_Source document_.
* START *

On Wed, Oct 7, 2020 at 5:54 AM narges saleh <[hidden email]> wrote:
Thank you, Denis.
So, a lesson for the future, would the continuous query approach still be preferable if the calculation involves the cache with continuous query and say a look up table? For example, if I want to see the country in the cache employee exists in the list of the countries that I am interested in.

On Tue, Oct 6, 2020 at 4:11 PM Denis Magda <[hidden email]> wrote:
Thanks

Then, I would consider the continuous queries based solution as long as the records can be updated in real-time:
  • You can process the records on the fly and don't need to come up with any batch task.
  • The continuous query filter will be executed once on a node that stores the record's primary copy. If the primary node fails in the middle of the filter's calculation execution, then the filter will be executed on a backup node. So, you will not lose any updates but might need to introduce some logic/flag that confirms the calculation is not executed twice for a single record (this can happen if the primary node failed in the middle of the calculation execution and then the backup node picked up and started executing the calculation from scratch). 
  • Updates of other tables or records from within the continuous query filter must go through an async thread pool. You need to use IgniteAsyncCallback annotation for that: https://ignite.apache.org/releases/latest/javadoc/org/apache/ignite/lang/IgniteAsyncCallback.html
Alternatively, you can always run the calculation in the batch-fashion:
  • Run a compute task once in a while
  • Read all the latest records that satisfy the requests with SQL or any other APIs
  • Complete the calculation, mark already processed records just in case if everything is failed in the middle and you need to run the calculation from scratch

-
Denis


On Mon, Oct 5, 2020 at 8:33 PM narges saleh <[hidden email]> wrote:
Denis
 The calculation itself doesn't involve an update or read of another record, but based on the outcome of the calculation, the process might make changes in some other tables.

thanks. 

On Mon, Oct 5, 2020 at 7:04 PM Denis Magda <[hidden email]> wrote:
Good. Another clarification:
  • Does that calculation change the state of the record (updates any fields)?
  • Does the calculation read or update any other records?
-
Denis


On Sat, Oct 3, 2020 at 1:34 PM narges saleh <[hidden email]> wrote:
The latter; the server needs to perform some calculations on the data without sending any notification to the app.

On Fri, Oct 2, 2020 at 4:25 PM Denis Magda <[hidden email]> wrote:
And after you detect a record that satisfies the condition, do you need to send any notification to the application? Or is it more like a server detects and does some calculation logically without updating the app.

-
Denis


On Fri, Oct 2, 2020 at 11:22 AM narges saleh <[hidden email]> wrote:
The detection should happen at most a couple of minutes after a record is inserted in the cache but all the detections are local to the node. But some records with the current timestamp might show up in the system with big delays.

* END *

_Data excerpts_.

* START *

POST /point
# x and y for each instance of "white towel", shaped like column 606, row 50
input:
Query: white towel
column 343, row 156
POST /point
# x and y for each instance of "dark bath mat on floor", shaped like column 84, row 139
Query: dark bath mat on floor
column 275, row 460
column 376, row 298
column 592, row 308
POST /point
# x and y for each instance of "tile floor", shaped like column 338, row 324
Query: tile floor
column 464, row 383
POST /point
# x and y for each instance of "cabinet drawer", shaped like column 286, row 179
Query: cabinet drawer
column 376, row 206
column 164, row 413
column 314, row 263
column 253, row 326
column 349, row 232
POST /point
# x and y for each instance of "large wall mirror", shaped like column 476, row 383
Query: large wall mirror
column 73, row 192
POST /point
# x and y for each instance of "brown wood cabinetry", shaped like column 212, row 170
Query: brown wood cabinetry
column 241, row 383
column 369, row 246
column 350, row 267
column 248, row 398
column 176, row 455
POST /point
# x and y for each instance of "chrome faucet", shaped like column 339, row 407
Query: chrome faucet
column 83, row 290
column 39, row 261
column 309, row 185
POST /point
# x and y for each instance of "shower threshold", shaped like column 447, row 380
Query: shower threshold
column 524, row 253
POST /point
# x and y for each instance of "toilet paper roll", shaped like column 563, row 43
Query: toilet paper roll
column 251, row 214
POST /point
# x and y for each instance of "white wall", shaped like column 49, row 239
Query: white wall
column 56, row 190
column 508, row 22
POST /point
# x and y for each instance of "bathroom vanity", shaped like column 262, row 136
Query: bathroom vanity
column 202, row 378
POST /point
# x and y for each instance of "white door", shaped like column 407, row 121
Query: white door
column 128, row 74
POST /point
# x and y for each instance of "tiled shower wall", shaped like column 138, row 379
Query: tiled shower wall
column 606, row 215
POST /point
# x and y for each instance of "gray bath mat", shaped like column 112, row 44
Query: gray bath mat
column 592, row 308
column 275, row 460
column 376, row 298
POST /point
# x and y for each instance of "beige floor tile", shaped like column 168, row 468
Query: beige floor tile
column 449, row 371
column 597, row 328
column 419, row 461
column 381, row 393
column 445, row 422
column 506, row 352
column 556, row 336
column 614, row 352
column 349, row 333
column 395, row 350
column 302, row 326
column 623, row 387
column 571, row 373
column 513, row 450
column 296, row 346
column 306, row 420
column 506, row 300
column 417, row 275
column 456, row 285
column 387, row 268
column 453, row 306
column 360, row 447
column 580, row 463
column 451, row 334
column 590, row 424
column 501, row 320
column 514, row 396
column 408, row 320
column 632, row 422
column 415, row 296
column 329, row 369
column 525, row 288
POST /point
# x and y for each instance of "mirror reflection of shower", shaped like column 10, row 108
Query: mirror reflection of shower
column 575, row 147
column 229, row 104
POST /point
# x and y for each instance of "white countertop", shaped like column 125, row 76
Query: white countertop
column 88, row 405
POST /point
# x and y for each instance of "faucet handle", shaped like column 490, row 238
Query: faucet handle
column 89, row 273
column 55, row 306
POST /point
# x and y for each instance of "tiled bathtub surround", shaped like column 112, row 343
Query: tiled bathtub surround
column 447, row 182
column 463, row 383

* END *
* START *

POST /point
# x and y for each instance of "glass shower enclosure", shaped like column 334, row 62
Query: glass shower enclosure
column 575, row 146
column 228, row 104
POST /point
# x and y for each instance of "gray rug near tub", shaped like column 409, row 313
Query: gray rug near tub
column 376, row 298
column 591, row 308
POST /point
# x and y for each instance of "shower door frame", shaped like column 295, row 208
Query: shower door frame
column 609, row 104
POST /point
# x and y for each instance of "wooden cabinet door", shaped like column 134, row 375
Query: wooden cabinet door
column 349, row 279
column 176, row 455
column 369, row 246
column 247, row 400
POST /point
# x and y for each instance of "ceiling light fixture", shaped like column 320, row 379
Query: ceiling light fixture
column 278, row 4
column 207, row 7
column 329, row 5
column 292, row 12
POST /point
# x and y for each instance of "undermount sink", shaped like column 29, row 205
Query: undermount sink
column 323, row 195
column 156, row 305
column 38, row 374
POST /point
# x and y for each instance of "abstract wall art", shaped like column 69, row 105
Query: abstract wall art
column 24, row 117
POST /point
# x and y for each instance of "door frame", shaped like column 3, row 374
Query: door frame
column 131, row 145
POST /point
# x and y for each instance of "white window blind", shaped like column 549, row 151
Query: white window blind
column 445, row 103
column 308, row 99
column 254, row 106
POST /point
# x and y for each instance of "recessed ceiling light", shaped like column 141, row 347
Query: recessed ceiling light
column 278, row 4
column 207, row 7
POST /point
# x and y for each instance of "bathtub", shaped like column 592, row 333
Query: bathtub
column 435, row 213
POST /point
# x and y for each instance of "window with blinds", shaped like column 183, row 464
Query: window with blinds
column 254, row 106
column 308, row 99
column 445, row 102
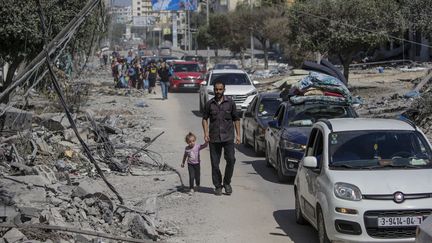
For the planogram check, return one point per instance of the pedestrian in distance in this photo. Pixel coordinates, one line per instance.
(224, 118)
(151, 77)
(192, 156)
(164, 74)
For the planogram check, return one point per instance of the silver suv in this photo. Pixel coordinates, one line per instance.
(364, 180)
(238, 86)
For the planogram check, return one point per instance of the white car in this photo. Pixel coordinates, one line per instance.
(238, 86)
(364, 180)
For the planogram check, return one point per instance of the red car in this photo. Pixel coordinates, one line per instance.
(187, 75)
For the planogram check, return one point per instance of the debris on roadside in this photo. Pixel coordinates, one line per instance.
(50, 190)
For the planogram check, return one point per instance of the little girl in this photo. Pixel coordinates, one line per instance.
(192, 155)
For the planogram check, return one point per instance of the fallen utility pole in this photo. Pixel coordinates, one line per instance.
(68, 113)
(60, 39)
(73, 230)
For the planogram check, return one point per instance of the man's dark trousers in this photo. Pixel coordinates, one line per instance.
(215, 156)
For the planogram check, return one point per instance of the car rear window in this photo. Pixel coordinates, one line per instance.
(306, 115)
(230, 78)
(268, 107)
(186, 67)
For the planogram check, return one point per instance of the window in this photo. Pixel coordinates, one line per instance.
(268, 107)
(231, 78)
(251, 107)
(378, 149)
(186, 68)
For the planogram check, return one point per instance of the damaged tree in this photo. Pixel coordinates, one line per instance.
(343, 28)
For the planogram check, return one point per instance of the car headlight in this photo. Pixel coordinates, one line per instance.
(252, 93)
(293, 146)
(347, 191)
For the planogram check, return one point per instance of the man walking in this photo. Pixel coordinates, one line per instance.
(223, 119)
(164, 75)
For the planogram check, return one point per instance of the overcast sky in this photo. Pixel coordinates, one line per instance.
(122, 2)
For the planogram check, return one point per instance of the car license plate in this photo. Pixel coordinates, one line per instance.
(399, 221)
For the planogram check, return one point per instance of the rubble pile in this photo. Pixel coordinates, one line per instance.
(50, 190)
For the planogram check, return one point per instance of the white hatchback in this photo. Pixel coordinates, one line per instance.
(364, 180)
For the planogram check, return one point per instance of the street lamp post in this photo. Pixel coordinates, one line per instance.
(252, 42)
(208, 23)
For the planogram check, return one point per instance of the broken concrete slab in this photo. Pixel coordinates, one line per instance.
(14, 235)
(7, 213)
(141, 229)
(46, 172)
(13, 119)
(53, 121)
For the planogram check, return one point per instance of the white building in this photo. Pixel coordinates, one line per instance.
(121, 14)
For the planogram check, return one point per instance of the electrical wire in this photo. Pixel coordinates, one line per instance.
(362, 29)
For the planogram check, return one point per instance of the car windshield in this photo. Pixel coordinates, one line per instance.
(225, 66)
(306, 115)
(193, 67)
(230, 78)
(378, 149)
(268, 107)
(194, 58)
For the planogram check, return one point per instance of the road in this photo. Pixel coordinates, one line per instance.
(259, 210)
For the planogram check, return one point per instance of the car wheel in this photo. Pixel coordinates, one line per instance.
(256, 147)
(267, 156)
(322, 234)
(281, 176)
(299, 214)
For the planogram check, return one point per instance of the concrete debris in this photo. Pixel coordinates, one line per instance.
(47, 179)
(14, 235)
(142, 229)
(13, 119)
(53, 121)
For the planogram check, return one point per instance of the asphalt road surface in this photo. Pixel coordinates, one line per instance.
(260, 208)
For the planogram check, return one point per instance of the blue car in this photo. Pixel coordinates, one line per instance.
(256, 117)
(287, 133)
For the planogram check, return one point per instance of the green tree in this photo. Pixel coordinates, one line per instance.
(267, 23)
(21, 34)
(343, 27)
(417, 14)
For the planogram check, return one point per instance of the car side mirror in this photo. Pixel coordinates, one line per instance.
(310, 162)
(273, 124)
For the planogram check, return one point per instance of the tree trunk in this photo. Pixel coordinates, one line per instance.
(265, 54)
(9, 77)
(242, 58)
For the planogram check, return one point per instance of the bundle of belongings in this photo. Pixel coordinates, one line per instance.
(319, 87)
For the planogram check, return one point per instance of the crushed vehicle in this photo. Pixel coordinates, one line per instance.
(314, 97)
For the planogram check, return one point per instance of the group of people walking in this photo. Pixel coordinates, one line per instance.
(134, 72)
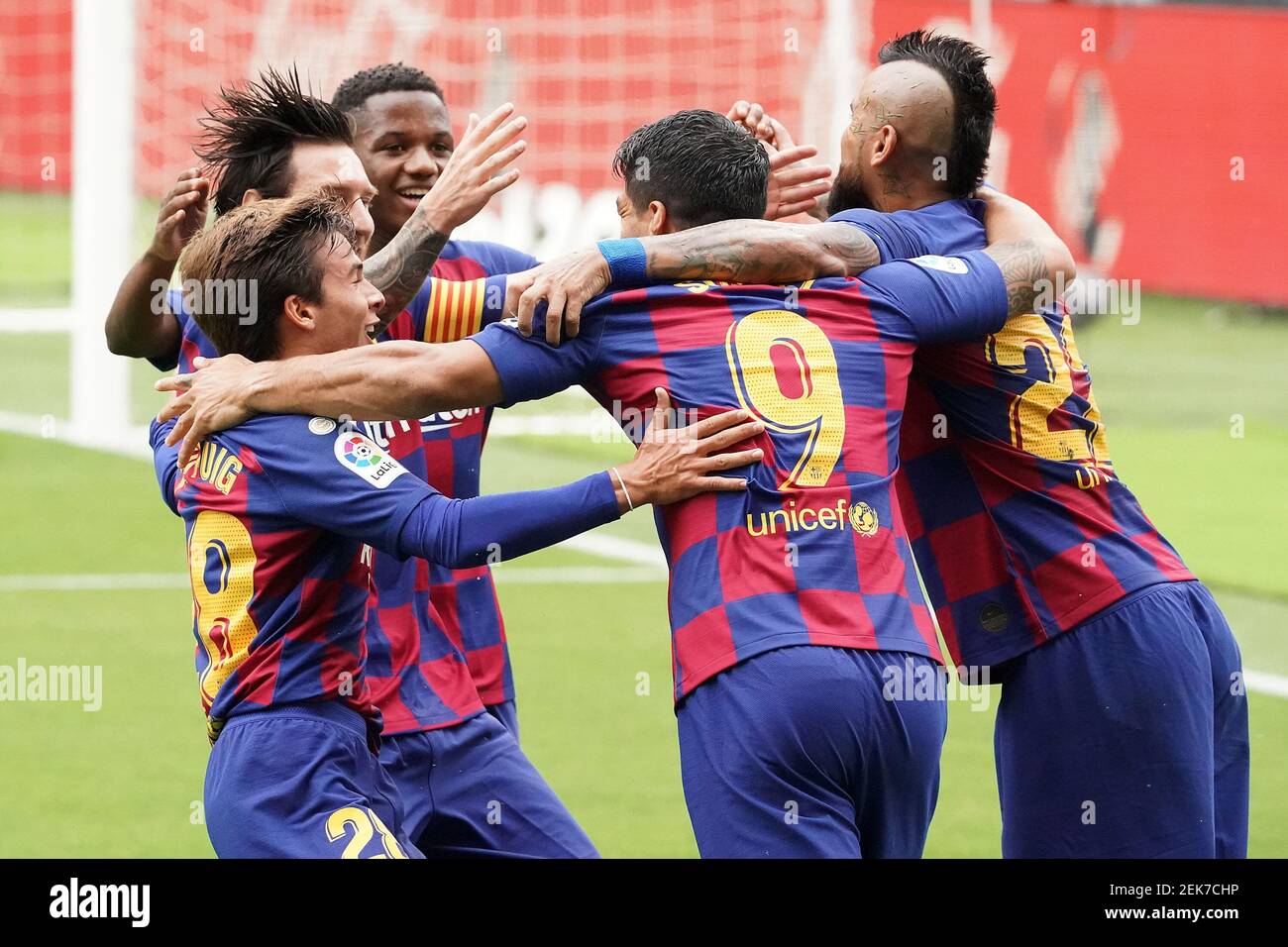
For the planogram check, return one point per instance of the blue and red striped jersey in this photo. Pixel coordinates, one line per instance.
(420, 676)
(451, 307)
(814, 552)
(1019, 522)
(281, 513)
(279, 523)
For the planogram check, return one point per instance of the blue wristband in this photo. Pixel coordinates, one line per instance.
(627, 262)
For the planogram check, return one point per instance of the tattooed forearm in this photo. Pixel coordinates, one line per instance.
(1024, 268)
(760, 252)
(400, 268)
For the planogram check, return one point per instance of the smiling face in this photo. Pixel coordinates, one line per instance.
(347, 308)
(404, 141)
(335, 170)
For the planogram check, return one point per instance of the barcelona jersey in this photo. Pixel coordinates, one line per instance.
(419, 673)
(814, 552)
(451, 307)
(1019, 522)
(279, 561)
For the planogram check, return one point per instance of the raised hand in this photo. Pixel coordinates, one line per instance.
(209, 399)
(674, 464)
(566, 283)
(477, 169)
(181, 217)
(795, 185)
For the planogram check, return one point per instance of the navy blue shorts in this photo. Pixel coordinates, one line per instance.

* END *
* START *

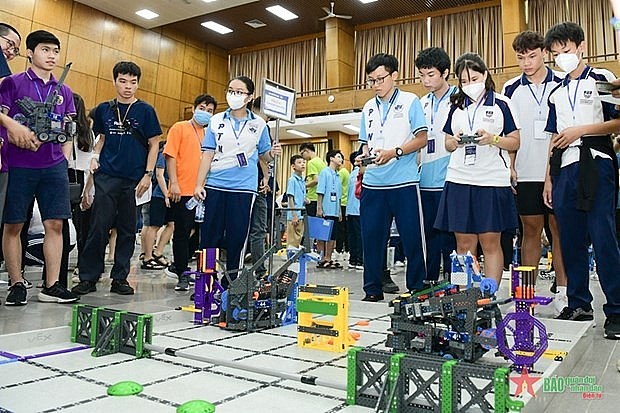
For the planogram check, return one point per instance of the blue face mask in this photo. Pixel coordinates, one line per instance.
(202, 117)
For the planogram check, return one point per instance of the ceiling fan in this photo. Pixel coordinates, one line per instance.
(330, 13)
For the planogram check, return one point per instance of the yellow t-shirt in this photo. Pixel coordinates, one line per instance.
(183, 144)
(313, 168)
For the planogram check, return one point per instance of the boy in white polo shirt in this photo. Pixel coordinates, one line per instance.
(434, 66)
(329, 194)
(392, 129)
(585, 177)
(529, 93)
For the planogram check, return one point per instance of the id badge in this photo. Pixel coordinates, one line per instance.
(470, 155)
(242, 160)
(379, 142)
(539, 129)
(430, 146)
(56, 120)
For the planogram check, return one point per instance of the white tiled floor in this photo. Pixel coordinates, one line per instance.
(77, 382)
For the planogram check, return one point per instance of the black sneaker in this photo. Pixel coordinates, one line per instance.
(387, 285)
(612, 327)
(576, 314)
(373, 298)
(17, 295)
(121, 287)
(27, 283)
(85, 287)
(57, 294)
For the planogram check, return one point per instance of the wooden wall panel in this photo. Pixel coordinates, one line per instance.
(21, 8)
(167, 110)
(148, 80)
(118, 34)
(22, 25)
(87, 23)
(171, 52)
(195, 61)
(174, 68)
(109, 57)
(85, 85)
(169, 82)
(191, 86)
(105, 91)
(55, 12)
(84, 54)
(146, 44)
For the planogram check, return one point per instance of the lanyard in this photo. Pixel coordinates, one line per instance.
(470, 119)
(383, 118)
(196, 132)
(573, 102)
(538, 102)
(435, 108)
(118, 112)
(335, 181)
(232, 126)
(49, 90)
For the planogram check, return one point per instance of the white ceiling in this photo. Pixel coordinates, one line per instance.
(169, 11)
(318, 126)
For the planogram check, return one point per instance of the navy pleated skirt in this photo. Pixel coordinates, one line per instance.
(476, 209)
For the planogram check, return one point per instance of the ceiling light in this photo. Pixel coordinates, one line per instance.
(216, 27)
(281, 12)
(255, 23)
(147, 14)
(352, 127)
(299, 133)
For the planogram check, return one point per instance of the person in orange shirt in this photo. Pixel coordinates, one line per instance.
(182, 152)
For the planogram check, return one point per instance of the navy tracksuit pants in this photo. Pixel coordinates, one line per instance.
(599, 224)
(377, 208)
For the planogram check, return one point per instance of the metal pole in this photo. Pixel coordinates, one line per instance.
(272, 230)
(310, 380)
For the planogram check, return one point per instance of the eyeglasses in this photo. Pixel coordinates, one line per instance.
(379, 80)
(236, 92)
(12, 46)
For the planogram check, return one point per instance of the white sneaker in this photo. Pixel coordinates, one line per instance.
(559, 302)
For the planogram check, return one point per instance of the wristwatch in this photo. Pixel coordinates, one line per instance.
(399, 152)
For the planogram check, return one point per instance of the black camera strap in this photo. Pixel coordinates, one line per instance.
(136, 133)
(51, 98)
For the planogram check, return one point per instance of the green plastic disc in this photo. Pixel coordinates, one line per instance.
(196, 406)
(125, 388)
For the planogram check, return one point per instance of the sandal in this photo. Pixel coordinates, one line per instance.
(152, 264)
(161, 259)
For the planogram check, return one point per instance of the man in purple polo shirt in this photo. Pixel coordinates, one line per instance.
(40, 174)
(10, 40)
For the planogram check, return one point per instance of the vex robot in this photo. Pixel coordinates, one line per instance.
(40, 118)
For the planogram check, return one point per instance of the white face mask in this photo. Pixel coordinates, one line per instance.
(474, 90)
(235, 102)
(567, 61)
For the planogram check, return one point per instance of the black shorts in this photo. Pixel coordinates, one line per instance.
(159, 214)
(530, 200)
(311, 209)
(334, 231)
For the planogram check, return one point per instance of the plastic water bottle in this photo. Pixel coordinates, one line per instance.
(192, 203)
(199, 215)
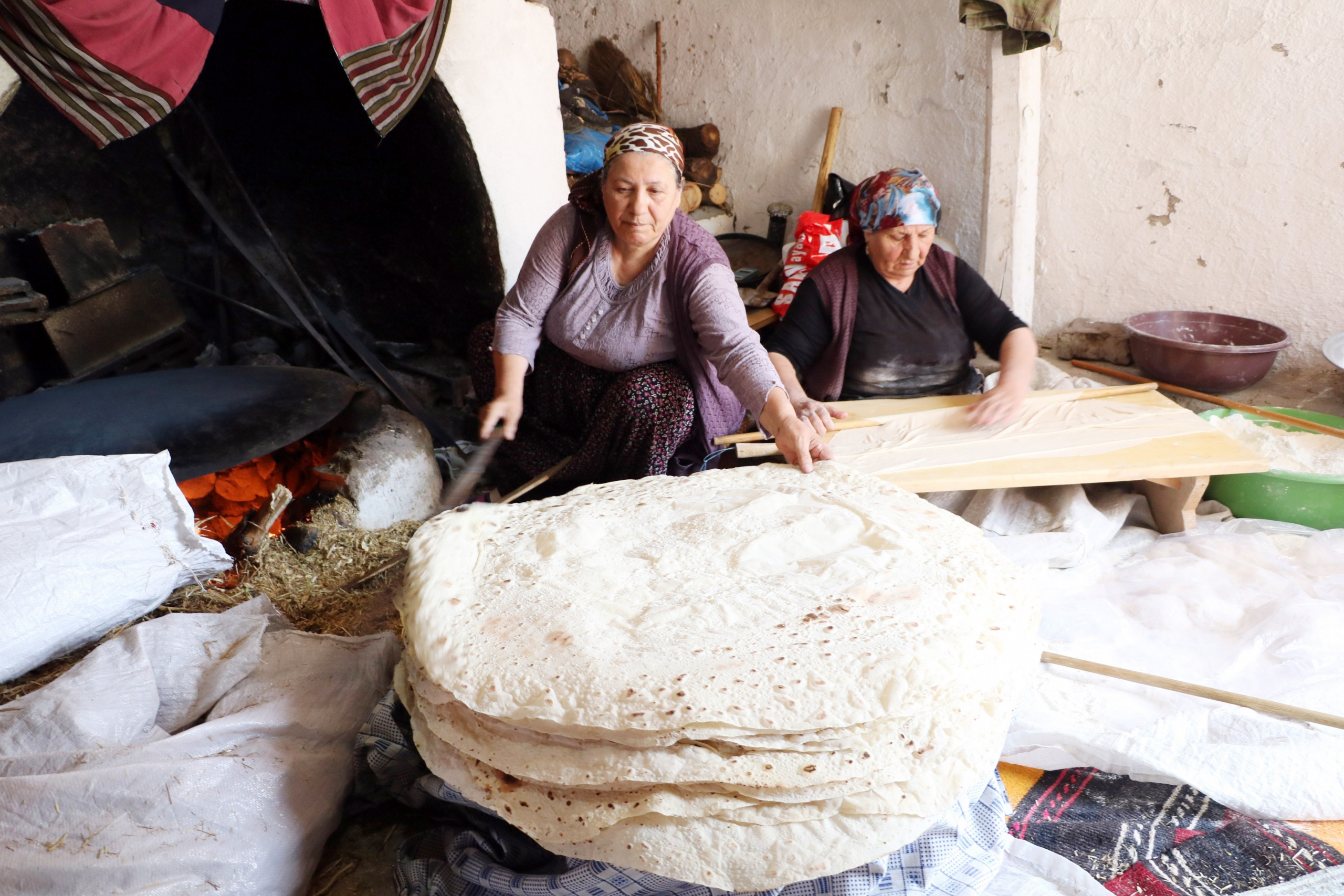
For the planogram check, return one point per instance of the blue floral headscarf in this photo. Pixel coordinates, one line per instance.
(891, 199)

* END *

_To-do list_.
1) In the thread about continuous queries, which annotation does Denis say is required for updating other tables or records from within the continuous query filter?
2) List the steps Denis gives in the continuous query thread for running the calculation in batch fashion.
3) Write a continuation of the thread on continuous queries, starting after its last sentence.
The entries aren't needed for any of this.

_Task-by-task answers_.
1) IgniteAsyncCallback

2)
- Run a compute task once in a while.
- Read all the latest records that satisfy the requests with SQL or any other APIs.
- Complete the calculation, and mark already processed records in case everything fails in the middle and the calculation must be run from scratch.

3)
On Fri, Oct 2, 2020 at 12:23 PM Denis Magda <[hidden email]> wrote:
What are your requirements? Do you need to process the records as soon as they are put into the cluster?



On Friday, October 2, 2020, narges saleh <[hidden email]> wrote:
Thank you Dennis for the reply.
From the perspective of performance/resource overhead and reliability, which approach is preferable? Does a continuous query based approach impose a lot more overhead?

On Fri, Oct 2, 2020 at 9:52 AM Denis Magda <[hidden email]> wrote:
Hi Narges,

Use continuous queries if you need to be notified in real-time, i.e. 1) a record is inserted, 2) the continuous filter confirms the record's time satisfies your condition, 3) the continuous queries notifies your application that does require processing.

The jobs are better for a batching use case when it's ok to process records together with some delay.


-
Denis


On Fri, Oct 2, 2020 at 3:50 AM narges saleh <[hidden email]> wrote:
Hi All,
 If I want to watch for a rolling timestamp pattern in all the records that get inserted to all my caches, is it more efficient to use timer based jobs (that checks all the records in some interval) or  continuous queries that locally filter on the pattern? These records can get inserted in any order  and some can arrive with delays.
An example is to watch for all the records whose timestamp ends in 50, if the timestamp is in the format yyyy-mm-dd hh:mi.

thanks



--
-
Denis

Raymond Wilson Raymond Wilson
Reply | Threaded
Open this post in threaded view
|

Re: Continuous Query

It's possible to configure the continuous query to return only keys in the cache that are stored on the local node.

On the C# client we do it like this:

var _queryHandle = queueCache.QueryContinuous
            (qry: new ContinuousQuery<[..KeyType..], [...ValueType...]>(listener) {Local = true},
              initialQry: new ScanQuery< [..KeyType..], [...ValueType...]  > {Local = true});

On Thu, Oct 8, 2020 at 9:53 AM narges saleh <[hidden email]> wrote:
Thanks for the detailed explanation.

I don't know how efficient it would be if you have to filter each record one by one and then update each record, three times, to keep track of the status, if you're dealing with millions of records each hour, even if the cache is partitioned. I guess I will need to benchmark this.  thanks again.

On Wed, Oct 7, 2020 at 12:00 PM Denis Magda <[hidden email]> wrote:
I recalled a complete solution. That's what you would need to do if decide to process records in real-time with continuous queries in the *fault-tolerant fashion* (using pseudo-code rather than actual Ignite APIs).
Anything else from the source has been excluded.